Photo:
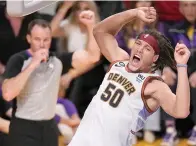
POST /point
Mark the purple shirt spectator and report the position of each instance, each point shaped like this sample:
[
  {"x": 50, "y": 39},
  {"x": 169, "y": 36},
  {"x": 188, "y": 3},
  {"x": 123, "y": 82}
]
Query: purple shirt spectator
[{"x": 69, "y": 108}]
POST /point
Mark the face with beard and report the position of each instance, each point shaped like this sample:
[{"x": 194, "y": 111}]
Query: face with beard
[{"x": 143, "y": 54}]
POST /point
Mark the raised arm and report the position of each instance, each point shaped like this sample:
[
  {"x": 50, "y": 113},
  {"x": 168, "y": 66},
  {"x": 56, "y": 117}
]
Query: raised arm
[
  {"x": 176, "y": 105},
  {"x": 57, "y": 31},
  {"x": 106, "y": 30},
  {"x": 4, "y": 125},
  {"x": 15, "y": 79},
  {"x": 86, "y": 59}
]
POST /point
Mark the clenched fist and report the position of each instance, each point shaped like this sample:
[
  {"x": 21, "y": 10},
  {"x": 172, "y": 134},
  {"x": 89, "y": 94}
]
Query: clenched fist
[
  {"x": 146, "y": 14},
  {"x": 181, "y": 54},
  {"x": 39, "y": 56}
]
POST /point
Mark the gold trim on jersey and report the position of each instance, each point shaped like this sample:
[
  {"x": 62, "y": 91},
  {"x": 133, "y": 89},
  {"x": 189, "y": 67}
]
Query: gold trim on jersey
[{"x": 128, "y": 86}]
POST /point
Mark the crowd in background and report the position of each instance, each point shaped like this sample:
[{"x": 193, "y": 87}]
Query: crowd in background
[{"x": 176, "y": 20}]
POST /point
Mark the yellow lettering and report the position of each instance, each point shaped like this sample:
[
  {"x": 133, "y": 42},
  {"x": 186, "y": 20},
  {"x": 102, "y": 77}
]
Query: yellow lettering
[{"x": 110, "y": 76}]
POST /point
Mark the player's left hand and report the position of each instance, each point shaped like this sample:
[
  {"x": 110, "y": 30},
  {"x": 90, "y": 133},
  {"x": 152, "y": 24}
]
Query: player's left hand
[
  {"x": 87, "y": 18},
  {"x": 192, "y": 80},
  {"x": 181, "y": 54}
]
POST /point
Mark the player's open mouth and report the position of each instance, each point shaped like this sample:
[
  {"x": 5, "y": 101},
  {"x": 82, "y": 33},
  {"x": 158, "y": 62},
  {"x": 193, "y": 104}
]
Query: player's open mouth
[{"x": 136, "y": 58}]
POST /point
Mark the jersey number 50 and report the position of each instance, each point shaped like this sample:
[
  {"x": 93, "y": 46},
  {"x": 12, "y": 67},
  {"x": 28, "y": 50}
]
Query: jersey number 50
[{"x": 113, "y": 95}]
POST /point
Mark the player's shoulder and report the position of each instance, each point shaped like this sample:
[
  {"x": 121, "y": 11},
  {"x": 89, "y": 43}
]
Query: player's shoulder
[
  {"x": 155, "y": 84},
  {"x": 118, "y": 64}
]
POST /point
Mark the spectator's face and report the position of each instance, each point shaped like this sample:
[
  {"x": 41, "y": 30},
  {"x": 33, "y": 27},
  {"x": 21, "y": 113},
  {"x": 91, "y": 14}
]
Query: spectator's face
[
  {"x": 40, "y": 38},
  {"x": 188, "y": 9},
  {"x": 142, "y": 56},
  {"x": 143, "y": 4}
]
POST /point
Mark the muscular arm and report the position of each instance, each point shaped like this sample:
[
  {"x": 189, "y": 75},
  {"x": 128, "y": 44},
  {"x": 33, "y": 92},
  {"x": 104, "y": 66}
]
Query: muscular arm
________________________
Where does the word "muscular" appear in the records? Copy every line that holds it.

## Exercise result
Mark the muscular arm and report the position of each instance, each point shaped like this sample:
Query: muscular arm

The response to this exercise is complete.